■ **Stated problem 1**: List every forum username that appears in the forum thread on Roli instruments.
■ **Stated problem 2**: Echo the part of the forum thread on Roli instruments that lies between "However I could" and "way of gliding.", inclusive.

** START Selected excerpt **

AnhrithmonGelasma said:


> $1,100 (plus tax, but free shipping) for people who got the discount code for owning Roli products (not sure which count).


I received a code, but I have a 49 and 4 Lightpads.


----------



## AnhrithmonGelasma (Mar 30, 2022)

D Halgren said:


> I received a code, but I have a 49 and 4 Lightpads.


Hardware-wise I just have three Seaboard Blocks and a Lightpad M and I got the code.


----------



## AnhrithmonGelasma (Mar 30, 2022)

gamma-ut said:


> The only difference I can see is in the raised strips at the centre of each key, which I think they've put in to help avoid unwanted pitching on fretted/keyed instruments without resorting to simply getting the thing to ignore pitchbend on the initial touch. That's going to affect slides right across the keys but the top and bottom strips look unaffected.
> 
> However, personally, I don't see a desperate need to replace my current RISE49.


Also "wider keys" they claim, though I didn't see exact measurements---as well as "the most responsive playing surface" (trying to outdo the Haken Continuum, while also having the visual and tactile note-middle markers to try to solve the problem of making it easier to slide between notes of the scale).

If I'd spent thousands of hours learning to play the Seaboard Rise... I'd feel ambivalent about significant changes to how it's played. Messing with muscle memory. As it is, I've spent thousands of hours learning to play the Seaboard Blocks... in part because the narrower keys make it easier to play complex chords and play quickly. Hopefully they'll start producing more of those with their previous key-widths.

However I could use the Blocks for complex chords/fast playing and Rise 2 for more fine-grained (possibly more expressive) glides and slides. Right now I have Artiphon (fretless slide mode) for wider "key" glides though its pressure response doesn't nearly seem as expressive as my Seaboard Blocks and it doesn't do per-note slide/timbre. I'd been considering making room in my budget for Haken Continuum because of the expressive surface and wider keys, but I was reluctant partly because it's supposed to be difficult to play the exact pitches of the scale. So the visual and tactile markers on the Rise 2 seem like a major plus for me, provided they don't get in the way of gliding.

** END Selected excerpt **
** START Dataset **

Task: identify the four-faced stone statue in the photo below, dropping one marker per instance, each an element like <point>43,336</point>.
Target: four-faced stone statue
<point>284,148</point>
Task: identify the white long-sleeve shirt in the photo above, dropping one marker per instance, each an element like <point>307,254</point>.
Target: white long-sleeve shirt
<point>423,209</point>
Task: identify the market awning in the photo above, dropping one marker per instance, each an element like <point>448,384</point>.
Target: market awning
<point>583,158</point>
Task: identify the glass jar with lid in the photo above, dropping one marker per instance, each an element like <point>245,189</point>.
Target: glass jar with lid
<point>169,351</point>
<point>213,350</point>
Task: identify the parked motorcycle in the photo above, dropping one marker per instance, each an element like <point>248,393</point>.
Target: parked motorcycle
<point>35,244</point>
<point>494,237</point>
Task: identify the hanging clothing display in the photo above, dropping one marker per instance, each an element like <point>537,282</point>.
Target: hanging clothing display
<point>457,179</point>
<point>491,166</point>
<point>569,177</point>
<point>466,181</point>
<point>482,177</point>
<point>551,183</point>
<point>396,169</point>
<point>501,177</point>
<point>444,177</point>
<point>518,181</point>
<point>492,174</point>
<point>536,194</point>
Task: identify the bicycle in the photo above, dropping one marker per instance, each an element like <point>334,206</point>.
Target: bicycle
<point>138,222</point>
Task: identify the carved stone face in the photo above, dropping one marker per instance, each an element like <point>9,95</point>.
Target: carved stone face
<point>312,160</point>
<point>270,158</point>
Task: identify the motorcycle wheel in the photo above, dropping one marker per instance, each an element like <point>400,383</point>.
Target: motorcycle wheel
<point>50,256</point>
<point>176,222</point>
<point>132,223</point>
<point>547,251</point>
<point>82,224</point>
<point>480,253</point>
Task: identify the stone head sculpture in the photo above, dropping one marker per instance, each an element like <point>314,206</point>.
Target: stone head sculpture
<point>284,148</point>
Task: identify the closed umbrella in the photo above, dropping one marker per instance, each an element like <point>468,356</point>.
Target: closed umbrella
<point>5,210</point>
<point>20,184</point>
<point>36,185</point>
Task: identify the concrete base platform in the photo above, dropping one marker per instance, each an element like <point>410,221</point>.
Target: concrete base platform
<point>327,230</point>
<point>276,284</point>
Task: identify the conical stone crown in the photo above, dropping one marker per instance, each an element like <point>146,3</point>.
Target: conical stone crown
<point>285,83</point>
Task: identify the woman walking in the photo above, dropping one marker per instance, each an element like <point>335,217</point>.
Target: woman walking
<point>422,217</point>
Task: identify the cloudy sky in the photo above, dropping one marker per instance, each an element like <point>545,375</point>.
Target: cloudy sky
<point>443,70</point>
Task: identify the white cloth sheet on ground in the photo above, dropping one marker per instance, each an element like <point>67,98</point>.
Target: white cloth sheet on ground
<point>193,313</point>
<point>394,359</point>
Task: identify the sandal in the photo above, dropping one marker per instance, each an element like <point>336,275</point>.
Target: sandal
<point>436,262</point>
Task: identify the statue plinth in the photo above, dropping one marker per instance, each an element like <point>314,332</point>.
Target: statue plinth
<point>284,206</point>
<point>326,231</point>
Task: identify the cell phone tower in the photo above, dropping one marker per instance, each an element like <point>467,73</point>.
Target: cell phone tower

** END Dataset **

■ **Task answer 1**: AnhrithmonGelasma, D Halgren, gamma-ut

■ **Task answer 2**:
However I could use the Blocks for complex chords/fast playing and Rise 2 for more fine-grained (possibly more expressive) glides and slides. Right now I have Artiphon (fretless slide mode) for wider "key" glides though its pressure response doesn't nearly seem as expressive as my Seaboard Blocks and it doesn't do per-note slide/timbre. I'd been considering making room in my budget for Haken Continuum because of the expressive surface and wider keys, but I was reluctant partly because it's supposed to be difficult to play the exact pitches of the scale. So the visual and tactile markers on the Rise 2 seem like a major plus for me, provided they don't get in the way of gliding.